Task
Copy out the records from the line containing "-- select a point on the traffic signal" down to the line containing "[(385, 149), (610, 140)]", with their requests, and raise every coordinate in the answers by 141. Leave the numbers in the requests and their sample rows unchanged.

Source material
◆ ◆ ◆ ◆ ◆ ◆ ◆

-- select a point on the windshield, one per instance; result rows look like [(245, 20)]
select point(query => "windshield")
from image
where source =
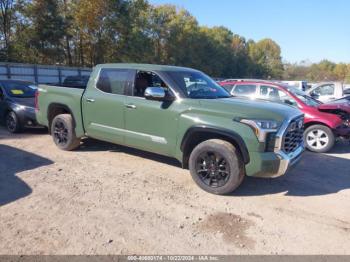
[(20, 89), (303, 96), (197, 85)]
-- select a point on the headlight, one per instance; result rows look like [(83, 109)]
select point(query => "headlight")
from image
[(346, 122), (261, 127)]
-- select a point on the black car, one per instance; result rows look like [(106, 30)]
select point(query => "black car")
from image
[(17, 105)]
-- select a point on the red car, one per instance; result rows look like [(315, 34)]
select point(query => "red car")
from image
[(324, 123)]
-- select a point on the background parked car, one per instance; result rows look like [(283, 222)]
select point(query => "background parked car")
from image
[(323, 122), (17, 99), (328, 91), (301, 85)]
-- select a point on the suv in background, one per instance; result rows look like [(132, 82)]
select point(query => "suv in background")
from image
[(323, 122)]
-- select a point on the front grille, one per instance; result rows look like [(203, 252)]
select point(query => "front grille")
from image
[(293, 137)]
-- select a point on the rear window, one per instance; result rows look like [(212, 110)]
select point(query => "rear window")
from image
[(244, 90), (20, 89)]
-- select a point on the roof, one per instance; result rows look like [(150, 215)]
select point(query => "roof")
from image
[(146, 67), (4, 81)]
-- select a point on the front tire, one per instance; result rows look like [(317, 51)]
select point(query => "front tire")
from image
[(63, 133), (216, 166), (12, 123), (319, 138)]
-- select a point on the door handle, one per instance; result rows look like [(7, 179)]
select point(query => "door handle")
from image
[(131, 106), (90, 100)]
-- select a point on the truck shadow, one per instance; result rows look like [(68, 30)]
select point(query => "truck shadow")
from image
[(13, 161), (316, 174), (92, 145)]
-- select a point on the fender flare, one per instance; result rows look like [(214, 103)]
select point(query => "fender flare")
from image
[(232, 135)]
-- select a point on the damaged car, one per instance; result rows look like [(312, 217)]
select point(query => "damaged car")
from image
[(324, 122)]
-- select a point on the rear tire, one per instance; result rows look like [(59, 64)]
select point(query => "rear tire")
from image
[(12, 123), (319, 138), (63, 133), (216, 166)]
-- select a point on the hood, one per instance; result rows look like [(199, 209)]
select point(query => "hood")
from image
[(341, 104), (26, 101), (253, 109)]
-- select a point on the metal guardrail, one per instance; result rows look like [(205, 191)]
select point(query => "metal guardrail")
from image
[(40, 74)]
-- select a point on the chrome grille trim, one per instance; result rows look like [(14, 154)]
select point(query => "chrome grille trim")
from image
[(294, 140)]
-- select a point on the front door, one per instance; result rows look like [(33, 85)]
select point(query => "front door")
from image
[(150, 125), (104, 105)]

◆ ◆ ◆ ◆ ◆ ◆ ◆

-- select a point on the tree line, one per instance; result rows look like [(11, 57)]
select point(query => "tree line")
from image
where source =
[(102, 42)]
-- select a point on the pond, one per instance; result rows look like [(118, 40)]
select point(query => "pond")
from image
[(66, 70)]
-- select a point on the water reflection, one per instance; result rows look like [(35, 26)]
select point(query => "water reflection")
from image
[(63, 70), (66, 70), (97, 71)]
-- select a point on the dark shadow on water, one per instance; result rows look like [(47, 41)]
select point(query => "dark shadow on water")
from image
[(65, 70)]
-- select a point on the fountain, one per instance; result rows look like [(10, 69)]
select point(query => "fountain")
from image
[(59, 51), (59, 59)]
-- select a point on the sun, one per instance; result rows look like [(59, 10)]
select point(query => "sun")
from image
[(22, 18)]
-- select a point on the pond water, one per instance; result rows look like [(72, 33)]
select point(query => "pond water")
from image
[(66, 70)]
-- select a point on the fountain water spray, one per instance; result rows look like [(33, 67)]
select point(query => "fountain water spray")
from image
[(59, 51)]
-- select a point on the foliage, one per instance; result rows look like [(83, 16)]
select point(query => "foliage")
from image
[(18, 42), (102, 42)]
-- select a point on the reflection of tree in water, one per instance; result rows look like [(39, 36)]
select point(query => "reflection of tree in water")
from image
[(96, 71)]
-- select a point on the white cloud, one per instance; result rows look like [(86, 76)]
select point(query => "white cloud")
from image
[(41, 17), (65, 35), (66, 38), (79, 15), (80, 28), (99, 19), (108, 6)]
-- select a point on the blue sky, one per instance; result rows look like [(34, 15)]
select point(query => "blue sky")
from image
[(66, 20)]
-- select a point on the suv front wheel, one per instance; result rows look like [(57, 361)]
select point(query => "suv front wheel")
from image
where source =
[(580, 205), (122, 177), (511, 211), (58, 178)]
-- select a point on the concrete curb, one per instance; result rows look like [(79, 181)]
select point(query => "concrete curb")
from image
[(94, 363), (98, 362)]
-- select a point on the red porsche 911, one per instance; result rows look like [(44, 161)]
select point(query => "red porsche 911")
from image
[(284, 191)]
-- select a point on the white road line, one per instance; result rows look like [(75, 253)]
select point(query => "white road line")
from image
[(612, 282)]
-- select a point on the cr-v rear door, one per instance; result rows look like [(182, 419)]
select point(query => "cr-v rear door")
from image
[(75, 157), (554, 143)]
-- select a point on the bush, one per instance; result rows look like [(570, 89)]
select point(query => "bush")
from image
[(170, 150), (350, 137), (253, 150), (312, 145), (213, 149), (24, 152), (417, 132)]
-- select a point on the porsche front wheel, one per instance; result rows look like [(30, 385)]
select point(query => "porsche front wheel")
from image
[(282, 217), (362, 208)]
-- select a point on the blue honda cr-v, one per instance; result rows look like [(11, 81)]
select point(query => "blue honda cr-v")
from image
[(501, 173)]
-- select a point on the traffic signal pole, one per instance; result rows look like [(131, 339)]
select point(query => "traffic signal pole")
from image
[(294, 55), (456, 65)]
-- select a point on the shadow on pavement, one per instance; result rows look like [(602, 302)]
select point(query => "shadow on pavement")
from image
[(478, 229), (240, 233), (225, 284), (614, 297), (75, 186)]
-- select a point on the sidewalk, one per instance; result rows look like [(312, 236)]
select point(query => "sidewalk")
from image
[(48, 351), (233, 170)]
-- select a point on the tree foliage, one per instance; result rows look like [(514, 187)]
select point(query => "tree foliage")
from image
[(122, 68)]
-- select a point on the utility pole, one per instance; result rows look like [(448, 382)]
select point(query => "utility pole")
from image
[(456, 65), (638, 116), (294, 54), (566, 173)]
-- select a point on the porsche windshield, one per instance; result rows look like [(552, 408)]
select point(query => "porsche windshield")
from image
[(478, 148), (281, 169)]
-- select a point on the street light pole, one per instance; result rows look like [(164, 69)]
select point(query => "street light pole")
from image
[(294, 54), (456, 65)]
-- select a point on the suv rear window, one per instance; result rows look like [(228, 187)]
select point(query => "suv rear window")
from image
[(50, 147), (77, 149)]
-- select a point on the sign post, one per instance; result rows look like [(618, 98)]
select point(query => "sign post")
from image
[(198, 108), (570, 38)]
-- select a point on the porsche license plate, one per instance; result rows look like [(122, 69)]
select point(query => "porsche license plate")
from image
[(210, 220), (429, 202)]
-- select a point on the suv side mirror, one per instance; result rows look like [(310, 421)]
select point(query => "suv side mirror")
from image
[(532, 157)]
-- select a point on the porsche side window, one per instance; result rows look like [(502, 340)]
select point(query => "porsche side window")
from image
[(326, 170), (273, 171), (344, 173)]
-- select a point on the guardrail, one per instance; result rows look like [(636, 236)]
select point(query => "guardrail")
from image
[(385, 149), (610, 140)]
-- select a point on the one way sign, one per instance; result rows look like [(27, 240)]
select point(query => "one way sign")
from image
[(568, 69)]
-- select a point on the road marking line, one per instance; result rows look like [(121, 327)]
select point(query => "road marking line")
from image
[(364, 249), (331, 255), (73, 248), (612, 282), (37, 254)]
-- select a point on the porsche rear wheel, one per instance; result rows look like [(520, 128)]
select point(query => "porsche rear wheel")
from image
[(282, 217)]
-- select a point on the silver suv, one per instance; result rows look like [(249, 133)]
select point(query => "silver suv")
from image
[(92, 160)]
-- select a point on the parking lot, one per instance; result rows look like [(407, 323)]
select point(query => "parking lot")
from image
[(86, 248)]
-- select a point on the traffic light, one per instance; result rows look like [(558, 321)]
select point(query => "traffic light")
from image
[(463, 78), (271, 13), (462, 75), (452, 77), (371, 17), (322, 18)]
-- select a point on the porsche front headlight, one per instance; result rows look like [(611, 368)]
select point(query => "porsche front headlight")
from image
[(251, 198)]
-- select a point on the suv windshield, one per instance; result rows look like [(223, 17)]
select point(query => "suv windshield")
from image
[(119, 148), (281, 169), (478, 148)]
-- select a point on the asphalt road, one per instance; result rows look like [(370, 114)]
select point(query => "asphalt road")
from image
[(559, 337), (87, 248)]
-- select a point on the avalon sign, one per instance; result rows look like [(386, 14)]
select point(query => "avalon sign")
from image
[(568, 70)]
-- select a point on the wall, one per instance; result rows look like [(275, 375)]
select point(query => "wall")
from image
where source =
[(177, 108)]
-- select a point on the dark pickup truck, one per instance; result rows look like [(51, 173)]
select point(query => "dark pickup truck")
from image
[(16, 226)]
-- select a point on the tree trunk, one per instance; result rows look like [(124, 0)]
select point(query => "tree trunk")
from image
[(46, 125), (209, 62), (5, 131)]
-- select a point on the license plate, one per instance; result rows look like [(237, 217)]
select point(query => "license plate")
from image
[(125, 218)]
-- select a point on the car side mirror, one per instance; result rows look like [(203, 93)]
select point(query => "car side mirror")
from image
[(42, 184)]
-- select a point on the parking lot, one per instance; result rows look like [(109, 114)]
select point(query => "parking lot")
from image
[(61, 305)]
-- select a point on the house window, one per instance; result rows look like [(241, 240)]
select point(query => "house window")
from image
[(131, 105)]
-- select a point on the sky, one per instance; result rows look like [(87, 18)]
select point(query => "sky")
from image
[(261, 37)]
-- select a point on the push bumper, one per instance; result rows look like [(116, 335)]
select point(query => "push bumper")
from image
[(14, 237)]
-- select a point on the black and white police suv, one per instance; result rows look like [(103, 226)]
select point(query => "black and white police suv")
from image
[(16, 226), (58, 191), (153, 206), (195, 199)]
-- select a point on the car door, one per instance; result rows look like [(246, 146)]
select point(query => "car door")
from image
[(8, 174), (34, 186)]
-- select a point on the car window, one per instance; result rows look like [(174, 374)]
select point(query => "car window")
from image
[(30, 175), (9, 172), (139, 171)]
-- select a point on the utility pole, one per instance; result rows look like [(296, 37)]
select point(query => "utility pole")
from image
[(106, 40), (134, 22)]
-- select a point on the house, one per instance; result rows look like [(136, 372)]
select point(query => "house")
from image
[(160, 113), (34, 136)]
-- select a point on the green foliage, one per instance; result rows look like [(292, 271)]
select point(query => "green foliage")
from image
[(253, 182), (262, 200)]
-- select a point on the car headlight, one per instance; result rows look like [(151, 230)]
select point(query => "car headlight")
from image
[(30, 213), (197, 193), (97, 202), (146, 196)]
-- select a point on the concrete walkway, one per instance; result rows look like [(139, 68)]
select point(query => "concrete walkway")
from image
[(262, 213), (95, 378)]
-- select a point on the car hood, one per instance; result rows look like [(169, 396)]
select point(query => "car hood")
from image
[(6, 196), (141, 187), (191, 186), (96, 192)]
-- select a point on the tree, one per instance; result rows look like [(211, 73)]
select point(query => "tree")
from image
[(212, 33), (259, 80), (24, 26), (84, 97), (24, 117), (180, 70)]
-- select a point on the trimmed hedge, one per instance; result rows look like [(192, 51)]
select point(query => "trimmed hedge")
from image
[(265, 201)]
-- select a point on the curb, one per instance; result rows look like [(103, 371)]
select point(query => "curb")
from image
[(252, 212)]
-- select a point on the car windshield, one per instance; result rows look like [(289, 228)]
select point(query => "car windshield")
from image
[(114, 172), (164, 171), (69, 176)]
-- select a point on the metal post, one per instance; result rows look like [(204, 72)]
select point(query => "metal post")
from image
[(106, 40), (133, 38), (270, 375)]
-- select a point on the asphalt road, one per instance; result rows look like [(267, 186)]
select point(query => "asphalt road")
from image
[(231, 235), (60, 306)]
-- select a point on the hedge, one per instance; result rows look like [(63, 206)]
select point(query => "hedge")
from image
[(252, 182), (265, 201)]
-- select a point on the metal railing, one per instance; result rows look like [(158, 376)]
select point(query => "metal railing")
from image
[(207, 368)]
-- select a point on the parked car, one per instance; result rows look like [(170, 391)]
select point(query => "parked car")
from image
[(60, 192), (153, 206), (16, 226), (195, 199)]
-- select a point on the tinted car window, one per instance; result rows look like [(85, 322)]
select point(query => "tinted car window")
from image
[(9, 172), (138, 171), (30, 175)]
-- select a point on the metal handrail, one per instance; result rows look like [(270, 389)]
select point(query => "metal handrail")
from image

◆ ◆ ◆ ◆ ◆ ◆ ◆

Response for this exercise
-- select a point on the traffic signal pole, one per instance; result rows look like [(131, 339)]
select point(query => "traffic signal pole")
from image
[(435, 196), (597, 206)]
-- select a point on the shadow on pavement, one per instance; result rows look like [(602, 302)]
select point(query => "shadow on pavement")
from image
[(619, 370), (381, 374), (366, 425), (755, 438), (216, 327)]
-- select a point on the sidewalk, one per instance; result rows look like [(312, 236)]
select point(query => "sidewalk")
from image
[(189, 492), (374, 311)]
-- select a point on the tree foliage, one per instance; result rows look like [(514, 187)]
select point(query => "tree foliage")
from image
[(263, 209)]
-- select a point on the utility pole, one per instance; result rows look like [(448, 382)]
select point(query => "utility pole")
from image
[(597, 206), (779, 257), (435, 195), (707, 314)]
-- select a point on the porsche windshield, one per instance; result rows look like [(552, 408)]
select point(query => "porsche windshield")
from image
[(619, 289), (422, 310)]
-- select a point on the street light pole, one per instance; result rows look like [(164, 69)]
select point(query => "street light pole")
from image
[(435, 195), (597, 206)]
-- select a point on the suv rear window, one per instance; result rows look like [(228, 187)]
select point(query => "suv rear window")
from image
[(191, 288), (218, 290)]
-- select a point on the sign post, one per instance; result rows look like [(618, 98)]
select point(query => "sign post")
from image
[(339, 249), (711, 179)]
-- select a point on the porsche license plate, one per instance; result rows look like [(122, 69)]
select point(query => "porsche license plate")
from image
[(351, 361), (570, 343)]
-- select a point on the suv side mirror, one per instance; result rows look like [(310, 421)]
select point(query => "suv side mirror")
from image
[(673, 298)]
-- select a point on the porsche side window, one per instance; result rows look like [(502, 340)]
select point(query => "porsche side window")
from image
[(467, 311), (414, 312), (485, 314)]
-- select a point on the guardrail, one per instance; result rows look like [(636, 236)]
select point(query => "guardrail")
from image
[(526, 290), (751, 281)]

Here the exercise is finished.